══ Stored data
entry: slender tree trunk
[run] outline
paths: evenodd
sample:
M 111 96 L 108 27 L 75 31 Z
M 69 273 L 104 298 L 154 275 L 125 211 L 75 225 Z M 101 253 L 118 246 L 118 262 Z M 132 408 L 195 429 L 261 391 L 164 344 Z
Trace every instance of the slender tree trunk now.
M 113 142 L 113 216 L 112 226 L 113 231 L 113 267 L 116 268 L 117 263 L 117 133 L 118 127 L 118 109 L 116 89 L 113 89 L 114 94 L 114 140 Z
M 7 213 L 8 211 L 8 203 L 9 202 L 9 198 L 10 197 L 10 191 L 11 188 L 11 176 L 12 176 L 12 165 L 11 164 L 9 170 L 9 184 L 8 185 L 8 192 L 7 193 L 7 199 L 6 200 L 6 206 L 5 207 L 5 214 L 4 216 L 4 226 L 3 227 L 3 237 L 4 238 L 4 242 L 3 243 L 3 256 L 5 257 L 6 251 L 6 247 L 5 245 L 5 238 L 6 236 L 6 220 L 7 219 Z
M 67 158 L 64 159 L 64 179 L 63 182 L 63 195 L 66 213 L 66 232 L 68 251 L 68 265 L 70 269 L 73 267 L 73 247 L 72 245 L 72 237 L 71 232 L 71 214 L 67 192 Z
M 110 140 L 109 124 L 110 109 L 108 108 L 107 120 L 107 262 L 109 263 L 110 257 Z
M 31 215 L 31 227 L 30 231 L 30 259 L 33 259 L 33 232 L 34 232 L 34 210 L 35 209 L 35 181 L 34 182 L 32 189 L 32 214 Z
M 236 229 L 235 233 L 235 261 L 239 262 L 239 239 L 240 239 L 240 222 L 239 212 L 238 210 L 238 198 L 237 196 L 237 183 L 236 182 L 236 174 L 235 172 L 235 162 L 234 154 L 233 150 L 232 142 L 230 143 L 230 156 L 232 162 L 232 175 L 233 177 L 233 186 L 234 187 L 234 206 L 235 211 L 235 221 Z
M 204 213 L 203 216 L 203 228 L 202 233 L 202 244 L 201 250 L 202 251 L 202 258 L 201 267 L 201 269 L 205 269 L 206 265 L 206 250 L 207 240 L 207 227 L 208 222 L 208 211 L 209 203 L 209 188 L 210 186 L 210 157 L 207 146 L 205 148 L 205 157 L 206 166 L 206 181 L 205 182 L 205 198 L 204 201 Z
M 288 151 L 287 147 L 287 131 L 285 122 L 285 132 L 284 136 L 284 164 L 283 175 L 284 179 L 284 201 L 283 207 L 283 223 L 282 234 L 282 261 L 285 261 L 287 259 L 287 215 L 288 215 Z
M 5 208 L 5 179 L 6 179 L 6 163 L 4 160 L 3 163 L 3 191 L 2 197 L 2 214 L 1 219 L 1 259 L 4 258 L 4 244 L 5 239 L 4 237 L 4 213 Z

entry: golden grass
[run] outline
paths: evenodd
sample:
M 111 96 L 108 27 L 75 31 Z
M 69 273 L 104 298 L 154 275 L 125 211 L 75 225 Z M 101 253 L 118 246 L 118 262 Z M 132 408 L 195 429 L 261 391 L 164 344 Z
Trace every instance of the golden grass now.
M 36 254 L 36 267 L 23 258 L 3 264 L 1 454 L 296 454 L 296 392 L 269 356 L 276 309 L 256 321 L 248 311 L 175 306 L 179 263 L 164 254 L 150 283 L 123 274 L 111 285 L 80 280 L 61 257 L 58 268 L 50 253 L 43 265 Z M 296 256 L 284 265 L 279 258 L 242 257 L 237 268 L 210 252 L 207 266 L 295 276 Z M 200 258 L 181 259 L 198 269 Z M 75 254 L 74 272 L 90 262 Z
════
[Written request] Copy out every line of the records above word for word, with no changes.

[Answer to the problem]
entry: slender tree trunk
[run] outline
paths: evenodd
sample:
M 111 96 L 108 27 L 75 31 Z
M 69 273 L 104 298 L 154 275 L 125 211 L 75 225 Z M 101 253 L 118 246 L 118 262 Z M 132 408 L 195 429 L 261 391 L 164 344 Z
Trace every instance of the slender tree trunk now.
M 113 142 L 113 216 L 112 226 L 113 231 L 113 267 L 116 268 L 117 263 L 117 133 L 118 127 L 118 109 L 116 89 L 113 89 L 114 94 L 114 140 Z
M 7 213 L 8 211 L 8 203 L 9 202 L 9 198 L 10 197 L 10 191 L 11 188 L 11 176 L 12 176 L 12 165 L 11 164 L 9 170 L 9 184 L 8 185 L 8 192 L 7 193 L 7 199 L 6 200 L 6 206 L 5 207 L 5 214 L 4 216 L 4 226 L 3 227 L 3 237 L 4 238 L 4 242 L 3 243 L 3 256 L 5 257 L 6 251 L 6 247 L 5 245 L 5 238 L 6 236 L 6 220 L 7 219 Z
M 67 158 L 64 159 L 64 179 L 63 182 L 63 195 L 66 213 L 66 232 L 68 251 L 68 265 L 70 269 L 73 267 L 73 247 L 72 245 L 72 237 L 71 232 L 71 214 L 67 192 Z
M 110 140 L 109 124 L 110 109 L 108 108 L 107 120 L 107 262 L 109 263 L 110 257 Z
M 31 215 L 31 227 L 30 231 L 30 259 L 33 259 L 33 232 L 34 232 L 34 210 L 35 209 L 35 181 L 34 182 L 32 189 L 32 214 Z
M 236 229 L 235 233 L 235 261 L 239 262 L 239 239 L 240 239 L 240 222 L 239 212 L 238 210 L 238 198 L 237 196 L 237 183 L 236 182 L 236 174 L 235 172 L 235 162 L 234 154 L 233 150 L 232 142 L 230 143 L 230 156 L 232 162 L 232 175 L 233 177 L 233 186 L 234 187 L 234 206 L 235 211 L 235 221 Z
M 204 213 L 203 216 L 203 228 L 202 233 L 202 244 L 201 250 L 202 251 L 202 258 L 201 267 L 201 269 L 205 269 L 206 265 L 206 250 L 207 240 L 207 227 L 208 222 L 208 211 L 209 203 L 209 188 L 210 186 L 210 157 L 207 146 L 205 148 L 205 157 L 206 166 L 206 181 L 205 182 L 205 198 L 204 201 Z
M 288 151 L 287 147 L 287 131 L 285 122 L 285 132 L 284 136 L 284 164 L 283 175 L 284 179 L 284 201 L 283 207 L 283 223 L 282 234 L 282 261 L 285 261 L 287 259 L 287 215 L 288 215 Z
M 5 208 L 5 179 L 6 179 L 6 163 L 4 160 L 3 163 L 3 191 L 2 197 L 2 214 L 1 219 L 1 259 L 4 258 L 4 244 L 5 239 L 4 237 L 4 213 Z

entry: golden grass
[run] outline
paths: evenodd
sample:
M 111 96 L 108 27 L 75 31 Z
M 69 273 L 104 298 L 154 275 L 125 211 L 75 225 Z M 101 253 L 118 246 L 118 262 Z M 132 408 L 195 429 L 261 391 L 164 344 Z
Trace every instance of the golden grass now.
M 36 254 L 36 267 L 23 258 L 3 264 L 1 454 L 296 454 L 296 392 L 269 356 L 276 309 L 256 321 L 248 311 L 175 306 L 179 263 L 164 254 L 150 283 L 123 274 L 111 285 L 80 280 L 61 257 L 58 268 L 50 253 L 43 265 Z M 296 256 L 284 265 L 279 258 L 242 257 L 237 268 L 210 252 L 207 266 L 295 276 Z M 200 258 L 181 259 L 198 269 Z M 75 254 L 74 272 L 90 262 Z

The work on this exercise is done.